**What you have to do**:
Please resume the court opinion on the Volusia County bail bond appeal, starting right after its final sentence.
====== Document excerpt ======
County of Volusia v. Audet

682 So. 2d 687 (1996)

COUNTY OF VOLUSIA, Appellant,
v.
Joseph Paul AUDET, Appellee.

No. 96-415.

District Court of Appeal of Florida, Fifth District.

November 8, 1996.

Nancye R. Jones, Volusia County Sheriff's Office Legal Advisor, DeLand, for Appellant.

David S. Morgan of Law Offices of Damore & Morgan, Daytona Beach, for Appellee.

COBB, Judge.

The issue on this appeal is whether the trial court had jurisdiction to grant Mann and Severson Bail Bonds' motion for remission.

The surety, Mann and Severson Bail Bonds, bonded out the defendant who subsequently failed to appear for trial. Because there was a breach of the bond, the court declared the bond forfeited. § 903.26(2)(a), Fla. Stat. (1995). Mann and Severson failed to pay within 35 days and a judgment on the bond estreature was entered on May 19, 1994. § 903.27(1), Fla. Stat. On June 20, 1994, Mann and Severson satisfied the judgment. Approximately three months later, the surety filed a motion to set aside the bond estreature, set aside judgment, exonerate the bail bondsmen and obtain remission.

According to the County of Volusia, Mann and Severson failed to file their motion within sixty days following entry of the judgment and thus were precluded from obtaining remission pursuant to section 903.28(6), Florida Statutes. The lower court initially agreed with the County that there was no jurisdiction to set aside the judgment since Mann and Severson did not file a motion to set aside within the sixty day time period. Eventually, however, the lower court granted Mann and Severson's motion and granted remission.
====== Records provided ======
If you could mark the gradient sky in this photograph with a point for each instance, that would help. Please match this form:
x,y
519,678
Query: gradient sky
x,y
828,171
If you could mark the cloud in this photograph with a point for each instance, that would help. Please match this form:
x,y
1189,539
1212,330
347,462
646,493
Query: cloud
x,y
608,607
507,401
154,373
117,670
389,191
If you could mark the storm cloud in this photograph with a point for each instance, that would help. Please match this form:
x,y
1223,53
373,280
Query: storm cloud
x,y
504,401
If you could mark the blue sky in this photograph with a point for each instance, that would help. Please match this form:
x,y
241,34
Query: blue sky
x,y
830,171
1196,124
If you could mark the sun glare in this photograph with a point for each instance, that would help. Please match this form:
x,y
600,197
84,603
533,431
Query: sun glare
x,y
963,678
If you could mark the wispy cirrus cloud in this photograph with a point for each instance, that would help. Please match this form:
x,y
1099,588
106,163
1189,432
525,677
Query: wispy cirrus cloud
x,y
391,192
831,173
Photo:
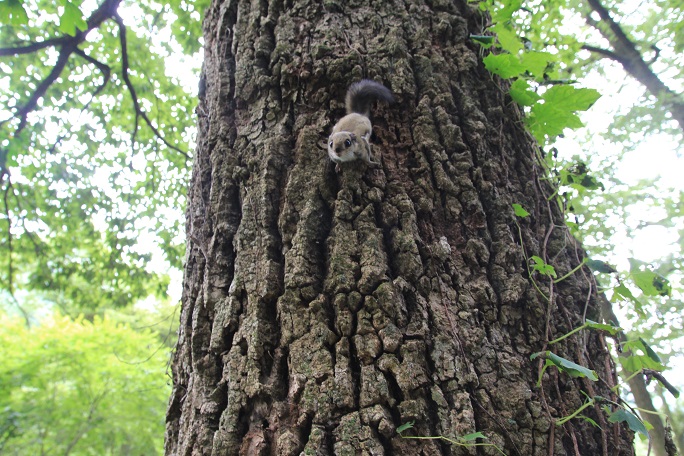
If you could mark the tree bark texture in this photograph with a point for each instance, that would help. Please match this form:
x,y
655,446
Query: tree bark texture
x,y
321,310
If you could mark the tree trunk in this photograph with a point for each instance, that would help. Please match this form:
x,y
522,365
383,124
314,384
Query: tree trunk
x,y
321,310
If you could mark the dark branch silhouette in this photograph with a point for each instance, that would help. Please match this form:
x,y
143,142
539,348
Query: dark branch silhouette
x,y
625,52
68,46
124,74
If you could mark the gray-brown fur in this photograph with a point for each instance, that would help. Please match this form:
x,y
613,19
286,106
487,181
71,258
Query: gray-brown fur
x,y
350,138
362,94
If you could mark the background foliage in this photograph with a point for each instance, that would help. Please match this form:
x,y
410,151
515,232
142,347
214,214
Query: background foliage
x,y
93,174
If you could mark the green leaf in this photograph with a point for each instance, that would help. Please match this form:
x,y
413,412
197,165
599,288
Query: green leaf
x,y
650,283
505,13
405,426
610,329
621,292
505,65
12,12
589,420
601,266
633,361
572,369
557,112
649,351
522,94
536,62
485,40
543,268
508,39
519,210
569,98
634,423
72,19
547,120
473,436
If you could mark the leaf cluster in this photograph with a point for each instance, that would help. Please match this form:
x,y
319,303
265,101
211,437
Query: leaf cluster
x,y
80,387
86,179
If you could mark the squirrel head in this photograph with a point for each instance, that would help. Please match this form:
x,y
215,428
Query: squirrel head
x,y
341,146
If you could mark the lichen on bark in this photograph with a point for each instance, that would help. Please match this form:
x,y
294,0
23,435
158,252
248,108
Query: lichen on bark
x,y
321,310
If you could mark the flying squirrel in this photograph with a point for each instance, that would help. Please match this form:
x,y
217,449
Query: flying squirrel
x,y
350,139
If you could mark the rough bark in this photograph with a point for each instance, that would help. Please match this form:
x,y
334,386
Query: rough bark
x,y
321,310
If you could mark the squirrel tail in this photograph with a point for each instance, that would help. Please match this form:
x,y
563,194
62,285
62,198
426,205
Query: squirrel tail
x,y
362,94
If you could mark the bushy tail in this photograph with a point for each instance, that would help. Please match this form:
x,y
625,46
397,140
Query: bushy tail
x,y
362,94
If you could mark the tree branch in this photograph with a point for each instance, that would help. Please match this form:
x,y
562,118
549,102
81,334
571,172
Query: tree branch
x,y
69,45
131,89
633,63
34,47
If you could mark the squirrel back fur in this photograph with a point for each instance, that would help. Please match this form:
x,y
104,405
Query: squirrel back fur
x,y
362,94
350,138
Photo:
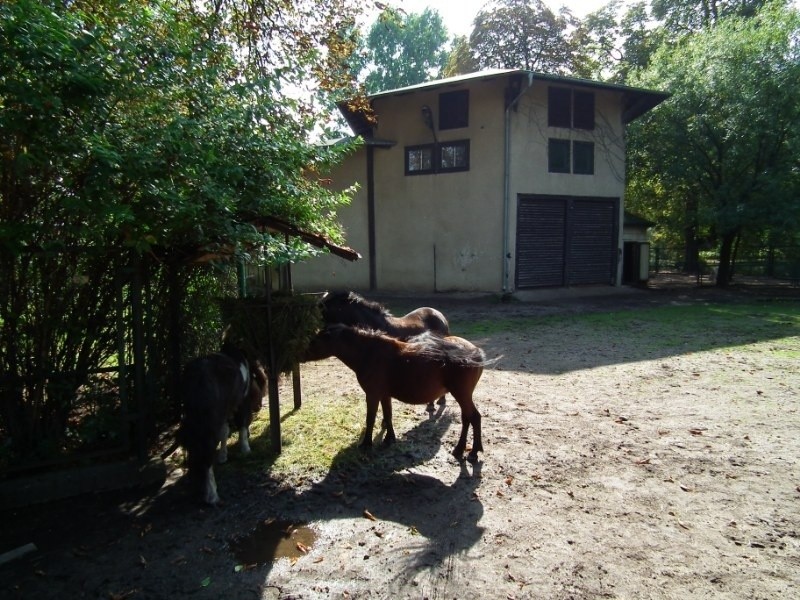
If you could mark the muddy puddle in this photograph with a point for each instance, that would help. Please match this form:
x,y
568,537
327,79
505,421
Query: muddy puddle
x,y
274,539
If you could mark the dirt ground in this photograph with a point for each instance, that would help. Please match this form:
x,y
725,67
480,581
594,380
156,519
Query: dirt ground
x,y
609,472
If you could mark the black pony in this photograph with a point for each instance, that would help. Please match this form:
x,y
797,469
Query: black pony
x,y
218,388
======
**In response**:
*688 In the instant case, section 903.28, Florida Statutes was not available to Mann and Severson because they breached the bond by failing to pay within 35 days after notice. In addition, this court in Accredited Surety & Casualty Company, Inc. v. State, 418 So. 2d 378 (Fla. 5th DCA 1982), adopted the analysis of the Third District to the extent that section 903.28 is not available to a surety when forfeiture is reduced to a judgment and no timely motion to set aside the judgment is made. Resolute Insurance Company v. State ex rel. Dade County, 289 So. 2d 456 (Fla. 3d DCA 1974). Thus, timely vacating the judgment is essential to a surety's right to remission. Accredited Surety at 381. As the County correctly notes, Mann and Severson did not move to set the judgment aside until 118 days after it was entered. § 903.27(5), Fla. Stat.

Accordingly, we find that the lower court erred in granting the motion to set aside estreature, set aside judgment, exonerate bail bondsmen and obtain remission. The order of the lower court is hereby vacated.

REVERSED.

SHARP, W. and GOSHORN, JJ., concur.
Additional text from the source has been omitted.